» **Aim of the exercise**: Copy the lines word for word, starting at the line containing "the scissors handle" and continuing through the last line.

◇ ◇ ◇

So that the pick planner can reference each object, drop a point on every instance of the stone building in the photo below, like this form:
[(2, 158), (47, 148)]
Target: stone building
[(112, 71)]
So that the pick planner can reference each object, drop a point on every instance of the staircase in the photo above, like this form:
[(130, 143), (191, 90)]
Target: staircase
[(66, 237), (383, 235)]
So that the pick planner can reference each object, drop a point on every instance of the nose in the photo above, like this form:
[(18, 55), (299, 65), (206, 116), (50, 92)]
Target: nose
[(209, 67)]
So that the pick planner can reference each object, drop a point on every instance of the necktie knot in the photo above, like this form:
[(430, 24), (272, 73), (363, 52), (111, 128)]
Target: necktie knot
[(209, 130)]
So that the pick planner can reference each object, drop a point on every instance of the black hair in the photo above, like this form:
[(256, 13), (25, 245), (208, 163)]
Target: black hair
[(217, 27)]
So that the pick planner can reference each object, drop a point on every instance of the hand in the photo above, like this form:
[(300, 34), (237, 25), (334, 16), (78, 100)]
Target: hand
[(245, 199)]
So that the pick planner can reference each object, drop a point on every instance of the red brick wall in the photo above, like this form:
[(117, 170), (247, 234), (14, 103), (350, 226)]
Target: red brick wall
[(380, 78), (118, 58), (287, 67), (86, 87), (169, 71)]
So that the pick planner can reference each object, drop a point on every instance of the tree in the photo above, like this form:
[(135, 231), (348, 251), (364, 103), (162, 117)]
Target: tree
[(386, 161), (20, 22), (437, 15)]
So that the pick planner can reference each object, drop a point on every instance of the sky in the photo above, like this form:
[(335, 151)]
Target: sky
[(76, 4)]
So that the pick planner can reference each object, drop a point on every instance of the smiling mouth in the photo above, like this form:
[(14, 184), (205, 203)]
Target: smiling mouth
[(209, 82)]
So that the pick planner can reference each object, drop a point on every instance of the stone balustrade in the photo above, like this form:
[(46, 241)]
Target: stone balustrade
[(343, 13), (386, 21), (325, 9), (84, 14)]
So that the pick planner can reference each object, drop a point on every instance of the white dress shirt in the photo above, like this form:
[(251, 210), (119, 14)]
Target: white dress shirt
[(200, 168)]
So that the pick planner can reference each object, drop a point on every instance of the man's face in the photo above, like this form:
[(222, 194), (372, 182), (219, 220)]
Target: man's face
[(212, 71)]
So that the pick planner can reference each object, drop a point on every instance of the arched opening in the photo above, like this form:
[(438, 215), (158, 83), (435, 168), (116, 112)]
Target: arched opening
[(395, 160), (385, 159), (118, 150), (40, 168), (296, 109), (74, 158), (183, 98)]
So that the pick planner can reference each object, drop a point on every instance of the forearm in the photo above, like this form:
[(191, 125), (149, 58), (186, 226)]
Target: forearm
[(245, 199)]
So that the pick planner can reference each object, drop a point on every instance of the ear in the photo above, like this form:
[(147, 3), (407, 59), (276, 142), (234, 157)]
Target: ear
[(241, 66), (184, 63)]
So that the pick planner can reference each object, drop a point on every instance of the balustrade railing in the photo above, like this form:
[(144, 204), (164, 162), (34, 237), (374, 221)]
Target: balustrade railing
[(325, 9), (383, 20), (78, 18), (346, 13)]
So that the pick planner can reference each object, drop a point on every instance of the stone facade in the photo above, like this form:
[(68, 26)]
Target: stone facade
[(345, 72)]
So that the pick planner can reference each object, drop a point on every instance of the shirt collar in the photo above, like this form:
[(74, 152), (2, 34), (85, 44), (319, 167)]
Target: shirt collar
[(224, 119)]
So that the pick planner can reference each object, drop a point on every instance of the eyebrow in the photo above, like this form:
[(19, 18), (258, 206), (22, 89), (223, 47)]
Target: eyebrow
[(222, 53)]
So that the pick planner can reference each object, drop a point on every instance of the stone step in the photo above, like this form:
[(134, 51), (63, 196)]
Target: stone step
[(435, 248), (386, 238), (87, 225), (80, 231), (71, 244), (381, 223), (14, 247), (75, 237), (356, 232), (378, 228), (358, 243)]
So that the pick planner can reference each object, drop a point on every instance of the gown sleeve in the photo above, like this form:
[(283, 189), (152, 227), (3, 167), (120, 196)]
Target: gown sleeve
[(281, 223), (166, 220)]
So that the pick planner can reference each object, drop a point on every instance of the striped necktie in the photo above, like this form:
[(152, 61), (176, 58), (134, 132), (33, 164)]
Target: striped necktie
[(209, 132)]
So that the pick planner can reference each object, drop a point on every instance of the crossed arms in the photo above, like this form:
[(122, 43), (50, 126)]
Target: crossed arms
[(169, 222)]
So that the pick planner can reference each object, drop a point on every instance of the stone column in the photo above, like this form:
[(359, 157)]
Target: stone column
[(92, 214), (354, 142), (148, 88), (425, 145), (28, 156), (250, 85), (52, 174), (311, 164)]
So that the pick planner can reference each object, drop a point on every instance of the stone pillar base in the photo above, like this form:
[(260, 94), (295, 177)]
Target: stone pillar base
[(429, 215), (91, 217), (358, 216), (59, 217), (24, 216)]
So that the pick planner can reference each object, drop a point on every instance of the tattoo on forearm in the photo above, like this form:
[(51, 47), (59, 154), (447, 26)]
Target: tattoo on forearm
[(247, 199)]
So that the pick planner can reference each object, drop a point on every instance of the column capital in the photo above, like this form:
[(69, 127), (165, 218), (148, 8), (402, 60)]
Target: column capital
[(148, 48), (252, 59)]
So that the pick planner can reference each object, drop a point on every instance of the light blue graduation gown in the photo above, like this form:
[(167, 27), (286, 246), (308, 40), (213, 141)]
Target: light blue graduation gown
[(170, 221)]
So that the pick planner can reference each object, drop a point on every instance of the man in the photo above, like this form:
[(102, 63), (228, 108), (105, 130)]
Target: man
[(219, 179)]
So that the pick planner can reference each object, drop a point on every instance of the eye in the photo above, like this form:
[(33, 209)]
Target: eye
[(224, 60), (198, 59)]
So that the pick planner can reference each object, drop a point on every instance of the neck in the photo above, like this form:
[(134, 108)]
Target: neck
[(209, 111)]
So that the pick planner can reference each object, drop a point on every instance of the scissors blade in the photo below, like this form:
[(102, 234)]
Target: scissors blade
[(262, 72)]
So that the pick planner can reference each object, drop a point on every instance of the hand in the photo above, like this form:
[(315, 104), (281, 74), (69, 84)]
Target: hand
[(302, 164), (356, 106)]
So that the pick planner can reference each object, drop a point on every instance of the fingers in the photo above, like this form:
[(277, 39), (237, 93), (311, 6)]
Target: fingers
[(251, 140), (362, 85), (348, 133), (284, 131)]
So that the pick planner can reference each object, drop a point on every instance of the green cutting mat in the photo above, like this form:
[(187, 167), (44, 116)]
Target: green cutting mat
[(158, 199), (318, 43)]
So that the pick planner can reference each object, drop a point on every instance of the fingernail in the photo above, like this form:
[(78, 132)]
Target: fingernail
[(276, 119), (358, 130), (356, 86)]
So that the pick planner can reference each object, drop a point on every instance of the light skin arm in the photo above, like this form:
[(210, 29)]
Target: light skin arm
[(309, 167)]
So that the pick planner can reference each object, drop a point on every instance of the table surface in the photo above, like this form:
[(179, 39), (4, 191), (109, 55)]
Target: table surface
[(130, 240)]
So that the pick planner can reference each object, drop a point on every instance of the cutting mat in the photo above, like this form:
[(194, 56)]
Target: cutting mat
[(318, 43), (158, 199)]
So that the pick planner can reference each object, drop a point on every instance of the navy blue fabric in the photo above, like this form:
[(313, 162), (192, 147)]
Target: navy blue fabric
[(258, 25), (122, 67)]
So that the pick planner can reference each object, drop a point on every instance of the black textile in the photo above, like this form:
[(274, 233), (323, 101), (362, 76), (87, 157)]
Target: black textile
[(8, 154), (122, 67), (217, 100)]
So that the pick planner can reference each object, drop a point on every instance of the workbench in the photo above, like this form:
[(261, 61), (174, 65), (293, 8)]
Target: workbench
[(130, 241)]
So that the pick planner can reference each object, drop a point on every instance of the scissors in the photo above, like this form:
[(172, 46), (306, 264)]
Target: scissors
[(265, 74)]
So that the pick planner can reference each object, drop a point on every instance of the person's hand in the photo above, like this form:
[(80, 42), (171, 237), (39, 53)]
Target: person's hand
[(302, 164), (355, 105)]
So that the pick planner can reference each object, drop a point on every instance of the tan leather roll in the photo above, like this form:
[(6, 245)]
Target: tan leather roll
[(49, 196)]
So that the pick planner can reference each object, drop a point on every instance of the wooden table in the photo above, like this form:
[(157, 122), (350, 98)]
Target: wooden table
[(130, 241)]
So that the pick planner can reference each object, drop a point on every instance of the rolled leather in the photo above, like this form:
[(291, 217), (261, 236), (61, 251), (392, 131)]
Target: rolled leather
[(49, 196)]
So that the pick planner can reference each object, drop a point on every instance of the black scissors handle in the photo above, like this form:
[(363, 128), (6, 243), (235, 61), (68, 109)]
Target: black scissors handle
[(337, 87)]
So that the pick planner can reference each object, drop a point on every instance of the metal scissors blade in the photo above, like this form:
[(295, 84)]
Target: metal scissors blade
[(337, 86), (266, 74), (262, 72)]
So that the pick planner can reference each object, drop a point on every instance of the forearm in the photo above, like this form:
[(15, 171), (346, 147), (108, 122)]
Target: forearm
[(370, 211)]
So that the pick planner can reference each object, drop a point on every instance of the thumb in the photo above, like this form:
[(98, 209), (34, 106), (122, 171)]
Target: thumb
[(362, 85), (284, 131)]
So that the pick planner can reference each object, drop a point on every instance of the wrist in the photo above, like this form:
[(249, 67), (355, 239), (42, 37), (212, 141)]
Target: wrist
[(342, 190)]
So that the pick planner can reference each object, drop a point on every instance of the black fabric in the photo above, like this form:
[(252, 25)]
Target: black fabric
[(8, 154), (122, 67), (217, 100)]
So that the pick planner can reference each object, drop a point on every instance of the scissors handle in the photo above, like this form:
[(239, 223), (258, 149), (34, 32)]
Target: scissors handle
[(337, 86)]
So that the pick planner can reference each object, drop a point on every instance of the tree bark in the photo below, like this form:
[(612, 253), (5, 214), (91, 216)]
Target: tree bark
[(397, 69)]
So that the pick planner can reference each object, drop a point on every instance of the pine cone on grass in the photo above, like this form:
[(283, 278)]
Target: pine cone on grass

◇ ◇ ◇

» **Complete answer**:
So that the pick planner can reference each object, drop a point on every instance of the scissors handle in the photo above, like this form:
[(239, 223), (258, 149), (34, 32)]
Target: scissors handle
[(337, 86)]
So that the pick planner can reference each object, drop a point on every instance of the tree bark in the photo below, like this form:
[(612, 253), (5, 214), (91, 216)]
Target: tree bark
[(397, 69)]
So that the pick planner can reference each object, drop a point on every instance of the pine cone on grass in the photo above, like this form:
[(283, 278)]
Target: pine cone on grass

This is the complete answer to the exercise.